## TO-DO LIST
a. Retype the centroid solution word for word, starting with "Find the centroid" and going on through "properties of \(f\).".
b. Extend the centroid solution by writing what follows its last sentence.

## READING PASSAGE
━━━━━━━━━━
Find the centroid of the lamina bounded by the graph of \(y=f(x)=x^{2}+1\), the \(x\)-axis, and the lines \(x=-2\) and \(x=2\).

Solution Figure 73(a) shows the graph of the lamina.

We notice two properties of \(f\).

The graph of \(f\) is symmetric about the \(y\)-axis, so by the symmetry principle, \(\bar{x}=0.\)

\(f\) is an even function, so \(\displaystyle \int_{-2}^{2}f(x) ~{\it dx}=2\displaystyle \int_{0}^{2}f(x) ~{\it dx}\).
━━━━━━━━━━
## DATASET EXCERPTS

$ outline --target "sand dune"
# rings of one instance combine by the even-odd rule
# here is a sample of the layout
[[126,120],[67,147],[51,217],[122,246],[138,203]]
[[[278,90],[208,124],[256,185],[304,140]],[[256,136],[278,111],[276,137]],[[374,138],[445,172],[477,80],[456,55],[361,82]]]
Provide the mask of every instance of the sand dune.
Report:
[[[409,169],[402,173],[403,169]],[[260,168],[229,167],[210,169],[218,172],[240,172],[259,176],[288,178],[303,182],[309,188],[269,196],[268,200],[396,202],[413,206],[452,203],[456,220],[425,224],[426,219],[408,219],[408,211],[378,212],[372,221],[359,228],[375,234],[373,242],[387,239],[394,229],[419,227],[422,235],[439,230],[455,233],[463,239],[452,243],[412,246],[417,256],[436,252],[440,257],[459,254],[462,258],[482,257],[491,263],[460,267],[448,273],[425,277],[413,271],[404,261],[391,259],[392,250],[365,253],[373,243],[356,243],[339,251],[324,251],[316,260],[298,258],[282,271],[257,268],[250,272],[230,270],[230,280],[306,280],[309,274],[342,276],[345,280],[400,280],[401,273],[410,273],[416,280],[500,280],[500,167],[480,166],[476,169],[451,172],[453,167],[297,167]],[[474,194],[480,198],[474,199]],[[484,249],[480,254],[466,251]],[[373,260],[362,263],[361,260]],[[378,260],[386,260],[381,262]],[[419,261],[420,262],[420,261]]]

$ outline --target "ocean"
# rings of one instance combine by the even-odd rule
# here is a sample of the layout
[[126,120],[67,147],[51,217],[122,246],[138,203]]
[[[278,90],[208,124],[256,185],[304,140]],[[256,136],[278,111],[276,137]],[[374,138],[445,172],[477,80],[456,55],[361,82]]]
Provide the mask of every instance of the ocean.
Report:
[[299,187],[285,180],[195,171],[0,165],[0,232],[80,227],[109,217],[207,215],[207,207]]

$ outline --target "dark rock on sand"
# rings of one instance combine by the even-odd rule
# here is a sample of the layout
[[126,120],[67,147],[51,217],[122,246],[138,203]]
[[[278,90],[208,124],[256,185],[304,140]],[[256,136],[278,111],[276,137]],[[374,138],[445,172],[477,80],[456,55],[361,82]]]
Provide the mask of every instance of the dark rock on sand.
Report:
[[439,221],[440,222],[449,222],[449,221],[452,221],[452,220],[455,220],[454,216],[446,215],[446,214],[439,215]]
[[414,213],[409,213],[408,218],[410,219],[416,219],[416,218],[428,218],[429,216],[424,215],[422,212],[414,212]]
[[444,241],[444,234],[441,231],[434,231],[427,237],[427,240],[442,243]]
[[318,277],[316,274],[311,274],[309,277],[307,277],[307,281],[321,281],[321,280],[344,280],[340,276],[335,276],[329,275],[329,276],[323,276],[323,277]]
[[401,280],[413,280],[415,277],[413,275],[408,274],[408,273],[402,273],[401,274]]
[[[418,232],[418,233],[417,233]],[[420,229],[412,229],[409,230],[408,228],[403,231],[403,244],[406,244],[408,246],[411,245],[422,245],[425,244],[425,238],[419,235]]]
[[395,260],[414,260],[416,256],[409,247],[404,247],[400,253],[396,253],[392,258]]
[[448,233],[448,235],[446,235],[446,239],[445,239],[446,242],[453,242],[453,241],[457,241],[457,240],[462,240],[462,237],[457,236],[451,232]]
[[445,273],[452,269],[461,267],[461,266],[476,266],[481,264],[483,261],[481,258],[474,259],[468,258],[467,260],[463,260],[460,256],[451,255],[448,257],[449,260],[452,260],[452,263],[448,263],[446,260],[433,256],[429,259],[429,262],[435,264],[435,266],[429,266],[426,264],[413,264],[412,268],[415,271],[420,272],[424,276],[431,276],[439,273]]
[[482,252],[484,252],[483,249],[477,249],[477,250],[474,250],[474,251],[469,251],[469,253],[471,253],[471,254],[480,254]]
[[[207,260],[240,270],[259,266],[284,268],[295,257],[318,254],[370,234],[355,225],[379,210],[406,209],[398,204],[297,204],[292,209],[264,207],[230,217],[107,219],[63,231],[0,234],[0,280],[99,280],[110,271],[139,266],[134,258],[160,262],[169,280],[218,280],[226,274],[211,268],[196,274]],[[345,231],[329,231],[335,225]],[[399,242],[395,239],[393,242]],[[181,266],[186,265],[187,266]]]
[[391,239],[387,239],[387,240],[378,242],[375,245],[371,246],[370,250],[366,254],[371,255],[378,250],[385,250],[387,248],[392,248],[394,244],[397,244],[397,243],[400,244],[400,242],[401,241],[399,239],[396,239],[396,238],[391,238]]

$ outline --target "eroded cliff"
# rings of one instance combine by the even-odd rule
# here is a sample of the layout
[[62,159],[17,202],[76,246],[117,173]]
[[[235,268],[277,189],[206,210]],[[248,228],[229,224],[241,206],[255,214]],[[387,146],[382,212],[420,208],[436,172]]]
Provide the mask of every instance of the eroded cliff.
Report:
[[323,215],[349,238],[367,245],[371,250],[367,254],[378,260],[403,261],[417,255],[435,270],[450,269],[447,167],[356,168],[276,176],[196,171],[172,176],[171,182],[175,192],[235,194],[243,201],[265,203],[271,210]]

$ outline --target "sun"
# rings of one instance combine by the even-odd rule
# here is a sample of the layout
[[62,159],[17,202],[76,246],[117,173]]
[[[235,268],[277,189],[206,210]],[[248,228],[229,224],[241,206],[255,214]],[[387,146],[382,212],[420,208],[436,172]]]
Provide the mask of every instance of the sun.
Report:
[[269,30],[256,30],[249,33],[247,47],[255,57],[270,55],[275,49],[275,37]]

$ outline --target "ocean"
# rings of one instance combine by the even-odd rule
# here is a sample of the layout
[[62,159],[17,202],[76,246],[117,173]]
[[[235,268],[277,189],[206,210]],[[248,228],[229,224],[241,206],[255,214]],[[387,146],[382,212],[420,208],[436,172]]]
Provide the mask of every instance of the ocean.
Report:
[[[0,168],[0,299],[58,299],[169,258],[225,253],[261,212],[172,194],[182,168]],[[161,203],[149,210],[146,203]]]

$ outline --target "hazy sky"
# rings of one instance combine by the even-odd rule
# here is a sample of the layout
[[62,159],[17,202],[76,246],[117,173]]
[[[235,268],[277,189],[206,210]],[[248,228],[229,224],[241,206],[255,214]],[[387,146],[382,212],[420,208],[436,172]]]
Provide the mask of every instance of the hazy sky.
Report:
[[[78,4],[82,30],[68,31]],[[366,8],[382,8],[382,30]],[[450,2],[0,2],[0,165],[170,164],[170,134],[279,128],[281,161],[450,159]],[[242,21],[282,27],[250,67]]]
━━━━━━━━━━
## SOLVED PROBLEMS
a.
Find the centroid of the lamina bounded by the graph of \(y=f(x)=x^{2}+1\), the \(x\)-axis, and the lines \(x=-2\) and \(x=2\).

Solution Figure 73(a) shows the graph of the lamina.

We notice two properties of \(f\).

b.
The area \(A\) of the region is \begin{equation*} A=2\displaystyle \int_{0}^{2}( x^{2}+1) ~{\it dx}=2\left[ \dfrac{x^{3}}{3} +x \right] _{0}^{2}=2\left( \dfrac{8}{3}+2\right) =\dfrac{28}{3}\ \end{equation*} Using (2), we get \begin{eqnarray*} \bar{y} &=&\dfrac{1}{2A}\displaystyle \int_{a}^{b}[ f(x) ] ^{2}\,{\it dx}=\dfrac{1}{2A}\displaystyle \int_{-2}^{2}[f(x)] ^{2}\,{\it dx}=\dfrac{1}{2A} \cdot 2\displaystyle \int_{0}^{2}[f(x)] ^{2}\,{\it dx}\\[5pt] &=&\dfrac{3}{28}\displaystyle \int_{0}^{2}( x^{2}+1) ^{2}\,{\it dx}=\dfrac{3}{28}\displaystyle \int_{0}^{2}( x^{4}+2x^{2}+1) ~{\it dx} \\[5pt] &=&\dfrac{3}{28}\left[ \dfrac{x^{5}}{5}+\dfrac{2x^{3}}{3}+x\right] _{0}^{2}= \dfrac{3}{28}\left( \dfrac{32}{5}+\dfrac{16}{3}+2\right) =\dfrac{103}{70} \approx 1.471 \end{eqnarray*}

The centroid of the lamina, as shown in Figure 73(b), is \(( \bar{x},\bar{y}) =\left( 0, \dfrac{103}{70}\right) .\)